Photo-based point labeling data
* * * * * * * * *

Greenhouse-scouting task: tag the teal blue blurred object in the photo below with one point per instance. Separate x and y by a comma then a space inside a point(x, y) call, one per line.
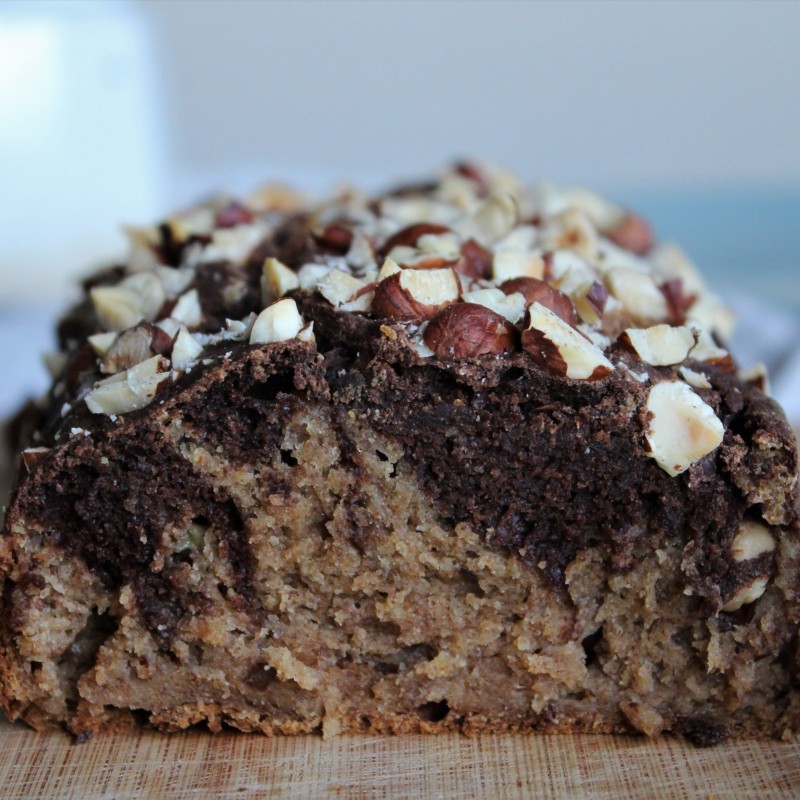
point(743, 240)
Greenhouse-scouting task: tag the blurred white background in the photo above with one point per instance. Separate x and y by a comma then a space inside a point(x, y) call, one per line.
point(115, 112)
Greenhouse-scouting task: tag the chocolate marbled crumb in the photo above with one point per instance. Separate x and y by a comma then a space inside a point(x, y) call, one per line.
point(543, 467)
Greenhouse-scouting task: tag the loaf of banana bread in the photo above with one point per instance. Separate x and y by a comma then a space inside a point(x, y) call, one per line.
point(462, 456)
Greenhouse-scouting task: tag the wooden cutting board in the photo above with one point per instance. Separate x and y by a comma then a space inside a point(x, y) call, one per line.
point(198, 765)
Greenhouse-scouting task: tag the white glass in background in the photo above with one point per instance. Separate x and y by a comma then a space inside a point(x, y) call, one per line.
point(80, 141)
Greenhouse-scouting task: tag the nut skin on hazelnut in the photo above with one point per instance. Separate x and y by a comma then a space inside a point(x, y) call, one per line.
point(415, 294)
point(410, 235)
point(633, 233)
point(334, 237)
point(475, 261)
point(536, 291)
point(467, 329)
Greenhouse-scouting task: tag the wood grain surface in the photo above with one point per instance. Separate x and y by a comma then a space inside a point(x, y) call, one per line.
point(198, 765)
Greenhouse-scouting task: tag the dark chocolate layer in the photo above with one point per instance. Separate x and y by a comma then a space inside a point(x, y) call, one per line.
point(541, 466)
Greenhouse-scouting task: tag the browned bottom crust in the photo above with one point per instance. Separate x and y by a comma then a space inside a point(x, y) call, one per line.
point(369, 614)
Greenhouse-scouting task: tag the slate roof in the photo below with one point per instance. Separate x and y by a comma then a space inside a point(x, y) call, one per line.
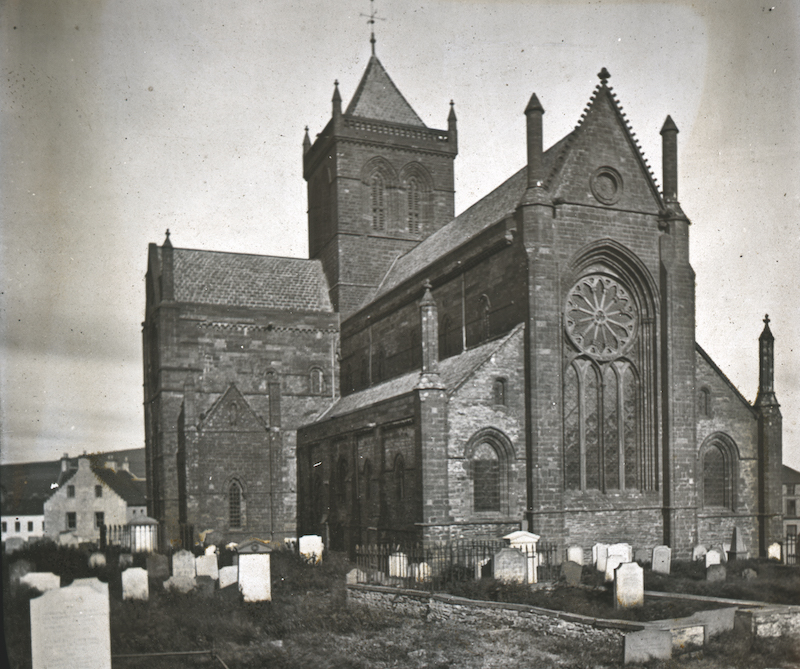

* * * * * * * * *

» EXERCISE DETAILS
Find every line in the entries above that contains the word "blurred", and copy each of those lines in full.

» OUTPUT BELOW
Greenhouse-scouting task: tag the teal blue blurred object in the photo below with one point per instance. Separate x and y by a comma then a space inside a point(x, y) call, one per line.
Greenhouse-scouting task: tag the blurred white background in the photo above with one point per instance. Separate x and y by a comma then a space inside a point(x, y) call, one per line.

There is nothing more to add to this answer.